[DO THIS] From the items below, pull out and copy every line that contains the string "dark". Treat the match as case-sensitive.

(Dataset excerpt)

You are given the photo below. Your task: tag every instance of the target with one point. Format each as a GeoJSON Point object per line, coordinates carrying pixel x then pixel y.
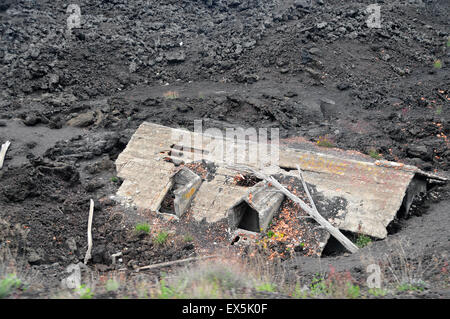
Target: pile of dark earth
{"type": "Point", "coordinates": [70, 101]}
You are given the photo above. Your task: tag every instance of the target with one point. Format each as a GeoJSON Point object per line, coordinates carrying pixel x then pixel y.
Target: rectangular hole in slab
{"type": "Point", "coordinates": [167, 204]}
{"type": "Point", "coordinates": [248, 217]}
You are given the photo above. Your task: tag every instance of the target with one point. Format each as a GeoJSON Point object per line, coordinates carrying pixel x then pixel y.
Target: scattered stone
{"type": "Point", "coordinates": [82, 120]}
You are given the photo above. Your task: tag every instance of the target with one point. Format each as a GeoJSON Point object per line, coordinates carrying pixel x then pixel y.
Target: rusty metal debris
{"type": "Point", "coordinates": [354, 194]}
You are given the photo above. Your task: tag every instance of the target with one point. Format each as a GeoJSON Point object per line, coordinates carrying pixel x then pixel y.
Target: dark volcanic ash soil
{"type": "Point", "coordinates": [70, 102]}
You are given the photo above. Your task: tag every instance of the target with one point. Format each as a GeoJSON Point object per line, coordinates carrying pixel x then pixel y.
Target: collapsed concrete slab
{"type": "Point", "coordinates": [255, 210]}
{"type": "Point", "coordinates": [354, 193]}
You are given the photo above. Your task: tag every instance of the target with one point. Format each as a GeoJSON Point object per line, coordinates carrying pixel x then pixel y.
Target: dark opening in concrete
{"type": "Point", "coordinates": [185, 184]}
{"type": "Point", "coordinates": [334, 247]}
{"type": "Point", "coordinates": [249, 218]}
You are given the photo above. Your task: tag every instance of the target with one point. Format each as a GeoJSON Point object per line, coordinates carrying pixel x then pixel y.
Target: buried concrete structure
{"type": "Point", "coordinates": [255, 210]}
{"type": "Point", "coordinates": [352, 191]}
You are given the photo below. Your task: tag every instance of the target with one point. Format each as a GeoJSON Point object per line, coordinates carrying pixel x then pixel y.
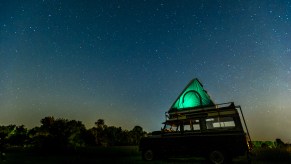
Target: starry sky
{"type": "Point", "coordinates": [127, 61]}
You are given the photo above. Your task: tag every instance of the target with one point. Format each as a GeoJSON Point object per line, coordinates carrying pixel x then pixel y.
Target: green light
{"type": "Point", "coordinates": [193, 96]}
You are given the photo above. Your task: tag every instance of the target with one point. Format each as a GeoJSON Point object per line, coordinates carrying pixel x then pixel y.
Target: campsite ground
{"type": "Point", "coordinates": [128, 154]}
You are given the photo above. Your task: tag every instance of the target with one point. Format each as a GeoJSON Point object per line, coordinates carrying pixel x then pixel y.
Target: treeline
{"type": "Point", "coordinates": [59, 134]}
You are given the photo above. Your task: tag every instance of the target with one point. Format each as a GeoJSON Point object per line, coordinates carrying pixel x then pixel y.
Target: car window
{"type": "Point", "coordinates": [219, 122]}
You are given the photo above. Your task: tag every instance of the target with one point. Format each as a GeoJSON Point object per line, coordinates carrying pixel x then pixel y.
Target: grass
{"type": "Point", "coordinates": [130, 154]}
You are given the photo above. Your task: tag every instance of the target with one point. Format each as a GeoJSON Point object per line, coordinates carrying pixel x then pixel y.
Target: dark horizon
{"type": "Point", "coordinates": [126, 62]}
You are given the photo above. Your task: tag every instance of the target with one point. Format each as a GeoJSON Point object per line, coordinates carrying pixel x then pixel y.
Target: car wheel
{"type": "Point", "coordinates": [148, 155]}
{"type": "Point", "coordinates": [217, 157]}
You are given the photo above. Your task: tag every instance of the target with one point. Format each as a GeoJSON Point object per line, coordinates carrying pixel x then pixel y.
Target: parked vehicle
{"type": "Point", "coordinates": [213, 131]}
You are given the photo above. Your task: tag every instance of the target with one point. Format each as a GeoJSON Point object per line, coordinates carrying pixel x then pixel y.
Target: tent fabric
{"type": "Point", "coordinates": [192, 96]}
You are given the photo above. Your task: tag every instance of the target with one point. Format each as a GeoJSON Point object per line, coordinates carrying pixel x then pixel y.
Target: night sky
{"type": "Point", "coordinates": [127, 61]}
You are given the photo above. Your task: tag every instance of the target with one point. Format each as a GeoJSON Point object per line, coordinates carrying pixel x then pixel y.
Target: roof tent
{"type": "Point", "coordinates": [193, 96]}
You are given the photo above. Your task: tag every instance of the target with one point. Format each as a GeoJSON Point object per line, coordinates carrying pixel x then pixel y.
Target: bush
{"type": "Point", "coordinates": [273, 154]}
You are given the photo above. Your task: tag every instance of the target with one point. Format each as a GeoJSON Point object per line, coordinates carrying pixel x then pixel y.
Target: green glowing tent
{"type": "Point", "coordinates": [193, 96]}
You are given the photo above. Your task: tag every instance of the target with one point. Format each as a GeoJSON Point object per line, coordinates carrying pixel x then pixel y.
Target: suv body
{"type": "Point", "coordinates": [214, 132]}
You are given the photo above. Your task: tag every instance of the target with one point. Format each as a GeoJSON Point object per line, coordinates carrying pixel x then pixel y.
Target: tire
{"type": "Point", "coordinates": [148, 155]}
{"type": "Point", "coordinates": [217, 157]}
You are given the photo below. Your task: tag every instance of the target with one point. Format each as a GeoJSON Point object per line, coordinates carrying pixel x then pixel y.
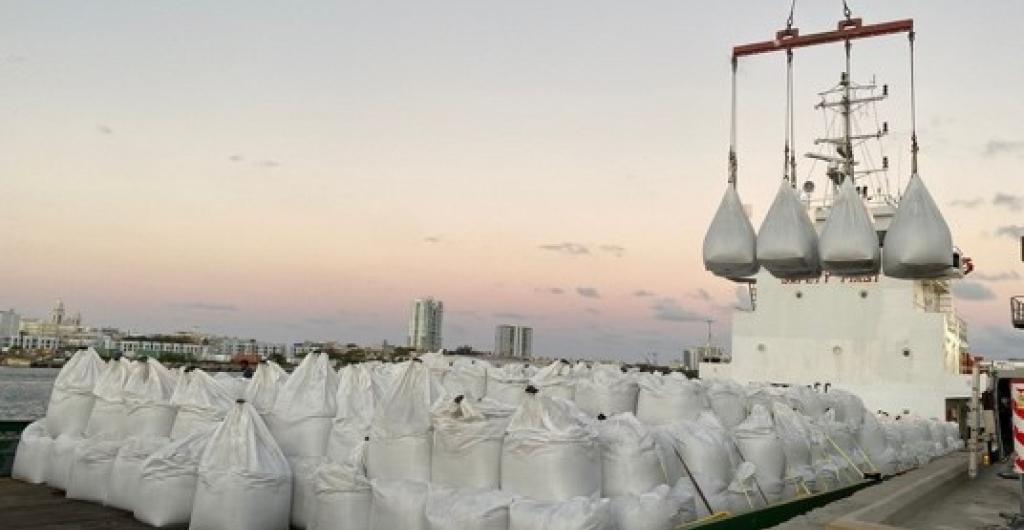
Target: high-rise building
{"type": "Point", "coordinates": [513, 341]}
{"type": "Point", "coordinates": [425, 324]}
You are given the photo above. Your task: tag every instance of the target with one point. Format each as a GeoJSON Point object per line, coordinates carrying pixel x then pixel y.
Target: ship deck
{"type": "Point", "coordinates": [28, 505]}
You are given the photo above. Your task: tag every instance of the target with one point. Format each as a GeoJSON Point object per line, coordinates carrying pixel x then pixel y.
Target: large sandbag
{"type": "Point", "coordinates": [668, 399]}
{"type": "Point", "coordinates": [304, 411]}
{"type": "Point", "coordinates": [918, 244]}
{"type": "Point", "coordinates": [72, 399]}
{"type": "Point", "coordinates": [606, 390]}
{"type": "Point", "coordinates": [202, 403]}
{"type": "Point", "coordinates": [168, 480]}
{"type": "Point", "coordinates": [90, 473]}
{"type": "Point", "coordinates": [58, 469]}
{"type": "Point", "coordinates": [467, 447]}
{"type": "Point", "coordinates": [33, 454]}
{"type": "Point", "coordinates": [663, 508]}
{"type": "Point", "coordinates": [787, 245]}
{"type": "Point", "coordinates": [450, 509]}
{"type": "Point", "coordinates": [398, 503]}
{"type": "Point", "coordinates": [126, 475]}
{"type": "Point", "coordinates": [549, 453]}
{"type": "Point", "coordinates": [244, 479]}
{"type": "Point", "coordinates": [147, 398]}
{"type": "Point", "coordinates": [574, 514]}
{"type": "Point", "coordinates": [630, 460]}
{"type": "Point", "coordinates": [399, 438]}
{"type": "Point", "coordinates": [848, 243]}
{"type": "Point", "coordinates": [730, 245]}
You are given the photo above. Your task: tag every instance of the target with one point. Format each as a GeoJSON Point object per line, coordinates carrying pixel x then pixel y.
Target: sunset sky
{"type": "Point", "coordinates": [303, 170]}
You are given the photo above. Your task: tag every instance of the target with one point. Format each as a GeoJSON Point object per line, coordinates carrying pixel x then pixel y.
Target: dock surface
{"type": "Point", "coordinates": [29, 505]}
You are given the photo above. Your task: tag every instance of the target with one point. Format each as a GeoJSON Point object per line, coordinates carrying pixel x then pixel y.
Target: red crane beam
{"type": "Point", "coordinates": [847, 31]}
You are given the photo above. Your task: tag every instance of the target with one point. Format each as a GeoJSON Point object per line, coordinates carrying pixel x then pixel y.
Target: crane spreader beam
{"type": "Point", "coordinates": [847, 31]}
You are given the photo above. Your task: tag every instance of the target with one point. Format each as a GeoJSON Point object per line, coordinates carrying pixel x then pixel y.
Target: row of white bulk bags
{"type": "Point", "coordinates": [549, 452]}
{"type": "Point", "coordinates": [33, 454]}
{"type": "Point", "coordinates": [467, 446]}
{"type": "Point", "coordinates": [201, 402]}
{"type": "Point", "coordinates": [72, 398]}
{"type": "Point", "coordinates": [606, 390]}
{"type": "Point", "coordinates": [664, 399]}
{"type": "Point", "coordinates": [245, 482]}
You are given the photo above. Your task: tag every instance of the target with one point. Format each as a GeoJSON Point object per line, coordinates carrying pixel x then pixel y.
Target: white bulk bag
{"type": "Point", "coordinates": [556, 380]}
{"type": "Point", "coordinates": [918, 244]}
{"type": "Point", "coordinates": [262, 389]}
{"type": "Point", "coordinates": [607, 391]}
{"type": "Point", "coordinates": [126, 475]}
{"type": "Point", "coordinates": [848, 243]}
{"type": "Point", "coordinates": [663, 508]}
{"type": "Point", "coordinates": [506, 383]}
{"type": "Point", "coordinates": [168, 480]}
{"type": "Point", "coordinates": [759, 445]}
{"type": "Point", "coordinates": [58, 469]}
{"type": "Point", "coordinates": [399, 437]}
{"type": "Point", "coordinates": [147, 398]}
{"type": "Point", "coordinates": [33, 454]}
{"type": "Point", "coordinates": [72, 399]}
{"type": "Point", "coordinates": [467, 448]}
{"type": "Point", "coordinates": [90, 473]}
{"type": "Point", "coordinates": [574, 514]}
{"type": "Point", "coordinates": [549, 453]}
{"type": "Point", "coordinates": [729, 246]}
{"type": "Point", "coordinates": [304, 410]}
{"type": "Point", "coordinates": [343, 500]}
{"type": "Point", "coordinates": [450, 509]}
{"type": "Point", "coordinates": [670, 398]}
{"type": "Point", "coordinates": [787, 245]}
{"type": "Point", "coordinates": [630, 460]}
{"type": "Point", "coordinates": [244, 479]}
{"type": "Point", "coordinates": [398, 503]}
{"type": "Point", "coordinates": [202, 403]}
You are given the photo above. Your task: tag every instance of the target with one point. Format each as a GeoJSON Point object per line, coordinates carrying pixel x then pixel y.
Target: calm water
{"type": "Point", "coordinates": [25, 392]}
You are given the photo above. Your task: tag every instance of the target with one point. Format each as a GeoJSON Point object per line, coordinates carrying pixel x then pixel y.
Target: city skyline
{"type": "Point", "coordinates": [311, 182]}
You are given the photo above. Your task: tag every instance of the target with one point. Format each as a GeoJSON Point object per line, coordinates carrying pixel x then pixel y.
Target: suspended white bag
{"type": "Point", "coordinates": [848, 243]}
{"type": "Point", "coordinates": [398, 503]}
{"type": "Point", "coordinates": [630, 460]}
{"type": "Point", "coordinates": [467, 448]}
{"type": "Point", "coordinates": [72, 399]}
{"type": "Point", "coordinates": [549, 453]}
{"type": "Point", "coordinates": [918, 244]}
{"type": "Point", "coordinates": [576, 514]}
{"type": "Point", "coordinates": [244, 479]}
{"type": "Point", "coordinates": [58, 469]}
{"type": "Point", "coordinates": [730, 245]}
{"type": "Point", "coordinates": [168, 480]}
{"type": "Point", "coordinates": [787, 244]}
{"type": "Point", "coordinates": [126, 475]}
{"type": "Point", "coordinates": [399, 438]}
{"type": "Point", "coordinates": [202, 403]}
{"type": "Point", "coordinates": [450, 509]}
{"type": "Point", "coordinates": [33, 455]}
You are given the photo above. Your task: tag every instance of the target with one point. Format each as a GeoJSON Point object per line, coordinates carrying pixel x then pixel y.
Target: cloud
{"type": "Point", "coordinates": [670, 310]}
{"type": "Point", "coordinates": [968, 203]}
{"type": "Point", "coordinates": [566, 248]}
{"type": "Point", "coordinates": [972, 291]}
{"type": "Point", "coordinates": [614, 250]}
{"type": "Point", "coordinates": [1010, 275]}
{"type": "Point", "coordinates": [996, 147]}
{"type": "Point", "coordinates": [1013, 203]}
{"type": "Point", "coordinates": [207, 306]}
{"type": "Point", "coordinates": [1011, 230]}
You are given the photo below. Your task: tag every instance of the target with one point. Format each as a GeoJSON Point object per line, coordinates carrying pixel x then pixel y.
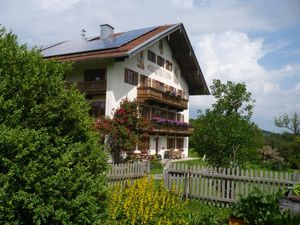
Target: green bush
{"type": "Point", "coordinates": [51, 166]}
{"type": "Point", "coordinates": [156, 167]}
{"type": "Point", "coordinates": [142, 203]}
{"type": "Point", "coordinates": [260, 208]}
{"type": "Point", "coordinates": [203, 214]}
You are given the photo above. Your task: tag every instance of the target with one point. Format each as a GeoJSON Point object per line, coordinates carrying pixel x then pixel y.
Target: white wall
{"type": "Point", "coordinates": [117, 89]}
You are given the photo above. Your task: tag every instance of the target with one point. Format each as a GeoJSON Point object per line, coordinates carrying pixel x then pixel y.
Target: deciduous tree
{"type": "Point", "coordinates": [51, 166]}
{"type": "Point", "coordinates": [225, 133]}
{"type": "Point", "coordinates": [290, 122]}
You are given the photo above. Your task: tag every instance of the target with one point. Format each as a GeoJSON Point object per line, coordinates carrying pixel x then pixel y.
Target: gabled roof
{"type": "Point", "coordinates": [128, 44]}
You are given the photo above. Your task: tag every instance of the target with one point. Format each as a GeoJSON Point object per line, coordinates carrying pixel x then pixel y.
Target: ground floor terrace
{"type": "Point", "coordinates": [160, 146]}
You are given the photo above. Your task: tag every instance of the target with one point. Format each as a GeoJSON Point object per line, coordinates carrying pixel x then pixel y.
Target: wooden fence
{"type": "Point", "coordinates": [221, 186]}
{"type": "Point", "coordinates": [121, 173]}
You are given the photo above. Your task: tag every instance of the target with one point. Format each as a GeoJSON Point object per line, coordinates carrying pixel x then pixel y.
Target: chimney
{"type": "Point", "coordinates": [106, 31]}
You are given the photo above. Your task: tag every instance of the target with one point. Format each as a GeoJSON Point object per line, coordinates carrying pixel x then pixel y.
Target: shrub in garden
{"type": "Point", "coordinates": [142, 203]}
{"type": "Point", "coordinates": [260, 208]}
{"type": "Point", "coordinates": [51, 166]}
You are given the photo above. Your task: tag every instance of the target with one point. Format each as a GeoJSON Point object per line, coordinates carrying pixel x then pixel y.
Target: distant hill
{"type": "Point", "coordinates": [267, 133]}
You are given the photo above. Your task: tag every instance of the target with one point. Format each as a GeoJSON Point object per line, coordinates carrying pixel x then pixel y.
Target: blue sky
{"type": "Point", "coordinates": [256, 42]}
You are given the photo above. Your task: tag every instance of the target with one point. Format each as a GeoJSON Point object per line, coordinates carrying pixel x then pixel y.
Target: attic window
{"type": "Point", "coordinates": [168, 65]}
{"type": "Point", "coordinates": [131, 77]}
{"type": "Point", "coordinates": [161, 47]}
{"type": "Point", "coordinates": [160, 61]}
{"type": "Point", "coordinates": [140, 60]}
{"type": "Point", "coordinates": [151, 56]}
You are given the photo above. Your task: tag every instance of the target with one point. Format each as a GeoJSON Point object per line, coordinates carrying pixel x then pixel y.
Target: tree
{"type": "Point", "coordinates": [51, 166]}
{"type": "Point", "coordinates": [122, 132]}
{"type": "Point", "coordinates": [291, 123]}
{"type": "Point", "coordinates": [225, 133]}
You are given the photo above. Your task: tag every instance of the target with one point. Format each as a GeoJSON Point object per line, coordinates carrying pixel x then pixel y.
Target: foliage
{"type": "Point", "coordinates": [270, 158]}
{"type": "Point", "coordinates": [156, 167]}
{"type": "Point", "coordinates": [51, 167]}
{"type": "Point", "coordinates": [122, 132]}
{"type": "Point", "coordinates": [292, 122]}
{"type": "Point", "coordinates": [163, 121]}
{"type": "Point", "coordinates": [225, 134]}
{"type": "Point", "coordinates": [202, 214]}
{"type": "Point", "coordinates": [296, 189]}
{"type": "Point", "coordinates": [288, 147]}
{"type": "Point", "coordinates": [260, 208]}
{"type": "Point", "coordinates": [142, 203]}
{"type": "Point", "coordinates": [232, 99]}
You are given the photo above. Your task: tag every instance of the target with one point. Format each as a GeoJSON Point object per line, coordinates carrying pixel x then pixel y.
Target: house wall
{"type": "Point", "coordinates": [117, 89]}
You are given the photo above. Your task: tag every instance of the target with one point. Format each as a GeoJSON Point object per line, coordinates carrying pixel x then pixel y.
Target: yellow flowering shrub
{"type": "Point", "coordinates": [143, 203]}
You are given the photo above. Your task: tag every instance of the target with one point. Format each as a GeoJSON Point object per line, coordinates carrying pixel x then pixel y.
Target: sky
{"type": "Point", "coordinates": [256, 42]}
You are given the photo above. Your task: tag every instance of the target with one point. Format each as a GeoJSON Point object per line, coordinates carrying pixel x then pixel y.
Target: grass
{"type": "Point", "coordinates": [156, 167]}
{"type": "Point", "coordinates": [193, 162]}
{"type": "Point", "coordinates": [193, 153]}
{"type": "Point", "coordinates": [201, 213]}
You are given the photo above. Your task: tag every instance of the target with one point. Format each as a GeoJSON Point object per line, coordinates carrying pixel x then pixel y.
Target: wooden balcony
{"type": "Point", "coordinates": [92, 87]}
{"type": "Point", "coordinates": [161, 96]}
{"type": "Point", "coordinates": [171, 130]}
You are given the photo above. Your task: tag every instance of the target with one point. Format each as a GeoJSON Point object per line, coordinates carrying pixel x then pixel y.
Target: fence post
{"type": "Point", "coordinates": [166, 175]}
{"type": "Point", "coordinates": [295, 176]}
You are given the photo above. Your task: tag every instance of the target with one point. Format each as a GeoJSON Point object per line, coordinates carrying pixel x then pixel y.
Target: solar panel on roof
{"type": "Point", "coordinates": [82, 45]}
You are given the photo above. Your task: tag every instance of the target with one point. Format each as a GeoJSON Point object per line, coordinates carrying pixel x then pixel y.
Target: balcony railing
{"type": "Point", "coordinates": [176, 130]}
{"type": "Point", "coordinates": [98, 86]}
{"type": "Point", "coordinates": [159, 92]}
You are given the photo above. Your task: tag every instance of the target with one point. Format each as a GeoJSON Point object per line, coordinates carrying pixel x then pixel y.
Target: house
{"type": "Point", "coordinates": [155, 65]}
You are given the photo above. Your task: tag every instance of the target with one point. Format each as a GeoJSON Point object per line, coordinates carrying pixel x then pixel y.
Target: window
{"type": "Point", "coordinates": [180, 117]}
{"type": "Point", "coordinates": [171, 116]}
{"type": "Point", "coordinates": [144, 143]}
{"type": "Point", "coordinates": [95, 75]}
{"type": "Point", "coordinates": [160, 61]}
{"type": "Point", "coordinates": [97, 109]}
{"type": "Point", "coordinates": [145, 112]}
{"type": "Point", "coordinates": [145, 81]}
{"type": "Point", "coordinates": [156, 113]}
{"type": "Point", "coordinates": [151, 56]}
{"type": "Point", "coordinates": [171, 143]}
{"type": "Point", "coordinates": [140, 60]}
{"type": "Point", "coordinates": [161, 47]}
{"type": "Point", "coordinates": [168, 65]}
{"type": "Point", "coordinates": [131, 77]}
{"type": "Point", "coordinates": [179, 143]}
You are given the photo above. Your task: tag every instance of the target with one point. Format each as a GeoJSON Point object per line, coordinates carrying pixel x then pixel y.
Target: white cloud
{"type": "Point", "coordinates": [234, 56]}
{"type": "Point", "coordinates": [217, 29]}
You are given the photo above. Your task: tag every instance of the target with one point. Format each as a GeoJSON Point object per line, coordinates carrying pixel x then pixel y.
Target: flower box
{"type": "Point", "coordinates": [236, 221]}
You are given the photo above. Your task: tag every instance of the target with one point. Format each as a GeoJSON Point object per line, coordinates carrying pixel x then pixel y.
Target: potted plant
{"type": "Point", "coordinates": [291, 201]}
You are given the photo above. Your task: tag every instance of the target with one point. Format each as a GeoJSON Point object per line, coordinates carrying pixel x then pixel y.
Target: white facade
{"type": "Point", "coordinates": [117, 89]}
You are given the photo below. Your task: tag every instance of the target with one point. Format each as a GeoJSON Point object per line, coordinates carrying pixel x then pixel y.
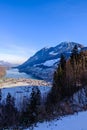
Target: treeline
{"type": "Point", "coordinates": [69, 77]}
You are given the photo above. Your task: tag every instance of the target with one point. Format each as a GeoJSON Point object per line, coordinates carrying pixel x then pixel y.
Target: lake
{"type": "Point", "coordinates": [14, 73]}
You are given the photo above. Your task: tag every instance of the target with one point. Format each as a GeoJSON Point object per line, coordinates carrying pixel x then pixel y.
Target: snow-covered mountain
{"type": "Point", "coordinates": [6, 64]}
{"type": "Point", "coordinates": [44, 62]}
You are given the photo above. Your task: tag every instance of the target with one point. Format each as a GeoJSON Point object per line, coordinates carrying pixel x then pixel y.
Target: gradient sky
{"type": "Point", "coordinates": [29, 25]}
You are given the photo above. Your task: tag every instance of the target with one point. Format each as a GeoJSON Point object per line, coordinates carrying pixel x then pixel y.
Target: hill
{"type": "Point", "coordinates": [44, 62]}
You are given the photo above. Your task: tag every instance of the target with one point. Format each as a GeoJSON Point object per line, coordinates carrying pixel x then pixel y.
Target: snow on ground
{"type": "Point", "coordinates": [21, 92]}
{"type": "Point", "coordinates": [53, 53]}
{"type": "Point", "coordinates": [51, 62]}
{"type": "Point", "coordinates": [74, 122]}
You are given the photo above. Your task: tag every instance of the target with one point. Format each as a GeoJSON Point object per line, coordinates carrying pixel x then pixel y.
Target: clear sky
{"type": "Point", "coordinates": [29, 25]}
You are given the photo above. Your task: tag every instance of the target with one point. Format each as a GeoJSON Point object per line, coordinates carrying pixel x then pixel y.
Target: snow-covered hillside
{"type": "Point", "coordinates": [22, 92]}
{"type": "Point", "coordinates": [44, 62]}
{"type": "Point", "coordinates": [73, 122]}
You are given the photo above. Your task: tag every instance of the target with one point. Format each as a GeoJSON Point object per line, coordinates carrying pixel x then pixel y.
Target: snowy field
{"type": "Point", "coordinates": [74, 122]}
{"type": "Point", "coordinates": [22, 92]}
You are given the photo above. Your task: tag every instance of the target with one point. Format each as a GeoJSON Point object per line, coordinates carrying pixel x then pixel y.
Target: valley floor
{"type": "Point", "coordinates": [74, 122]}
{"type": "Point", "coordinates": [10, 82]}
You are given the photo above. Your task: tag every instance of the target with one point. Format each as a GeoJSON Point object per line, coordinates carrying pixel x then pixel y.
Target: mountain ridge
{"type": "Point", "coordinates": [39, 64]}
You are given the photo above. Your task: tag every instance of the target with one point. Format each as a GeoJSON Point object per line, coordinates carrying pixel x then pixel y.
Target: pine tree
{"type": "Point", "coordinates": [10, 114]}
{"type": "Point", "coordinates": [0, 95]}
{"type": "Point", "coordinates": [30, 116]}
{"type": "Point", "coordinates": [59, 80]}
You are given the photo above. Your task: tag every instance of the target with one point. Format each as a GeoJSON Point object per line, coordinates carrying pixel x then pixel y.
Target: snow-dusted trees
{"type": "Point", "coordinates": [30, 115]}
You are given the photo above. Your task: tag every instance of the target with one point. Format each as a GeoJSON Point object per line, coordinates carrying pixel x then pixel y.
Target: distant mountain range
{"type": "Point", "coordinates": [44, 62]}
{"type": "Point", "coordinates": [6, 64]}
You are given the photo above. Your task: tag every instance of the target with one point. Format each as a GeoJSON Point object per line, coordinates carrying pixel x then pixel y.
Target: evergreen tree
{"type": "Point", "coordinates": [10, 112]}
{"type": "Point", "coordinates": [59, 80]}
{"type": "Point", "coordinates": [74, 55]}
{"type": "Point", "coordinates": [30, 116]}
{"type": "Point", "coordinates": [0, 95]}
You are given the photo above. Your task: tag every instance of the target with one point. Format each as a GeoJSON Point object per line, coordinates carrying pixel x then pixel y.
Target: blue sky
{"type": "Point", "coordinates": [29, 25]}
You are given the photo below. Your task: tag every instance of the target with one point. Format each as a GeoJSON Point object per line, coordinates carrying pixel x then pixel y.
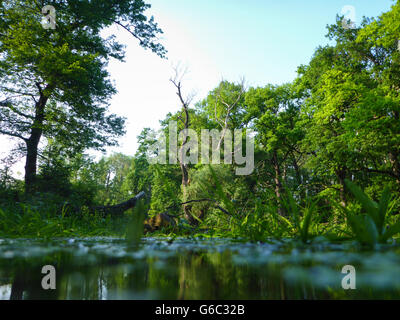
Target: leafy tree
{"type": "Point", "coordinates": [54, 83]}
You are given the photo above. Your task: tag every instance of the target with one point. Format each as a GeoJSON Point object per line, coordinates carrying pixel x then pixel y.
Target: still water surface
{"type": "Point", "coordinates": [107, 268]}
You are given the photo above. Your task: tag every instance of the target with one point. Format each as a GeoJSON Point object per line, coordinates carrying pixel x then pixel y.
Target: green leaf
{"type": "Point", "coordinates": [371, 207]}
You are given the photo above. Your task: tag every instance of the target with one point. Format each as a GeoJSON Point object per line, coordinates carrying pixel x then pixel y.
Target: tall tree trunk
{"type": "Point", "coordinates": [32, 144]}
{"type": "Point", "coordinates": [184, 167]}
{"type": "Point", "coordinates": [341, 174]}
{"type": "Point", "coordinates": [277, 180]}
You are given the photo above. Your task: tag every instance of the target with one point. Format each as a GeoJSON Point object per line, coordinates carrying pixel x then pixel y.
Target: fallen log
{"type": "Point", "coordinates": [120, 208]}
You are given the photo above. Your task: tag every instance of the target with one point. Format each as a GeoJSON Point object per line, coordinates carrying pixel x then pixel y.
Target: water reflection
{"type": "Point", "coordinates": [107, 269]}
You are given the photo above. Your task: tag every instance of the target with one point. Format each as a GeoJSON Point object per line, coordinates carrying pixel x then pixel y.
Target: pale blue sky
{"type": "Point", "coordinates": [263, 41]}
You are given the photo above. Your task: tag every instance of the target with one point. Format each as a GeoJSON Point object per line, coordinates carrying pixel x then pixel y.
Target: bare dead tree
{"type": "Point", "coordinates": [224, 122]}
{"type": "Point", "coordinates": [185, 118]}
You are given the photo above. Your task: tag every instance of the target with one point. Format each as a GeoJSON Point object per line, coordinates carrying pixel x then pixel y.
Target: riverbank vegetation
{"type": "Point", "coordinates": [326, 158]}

[FINISHED ANSWER]
Target: pile of dark earth
Target: dark volcanic ash soil
Target: dark opening in concrete
Target: dark horizon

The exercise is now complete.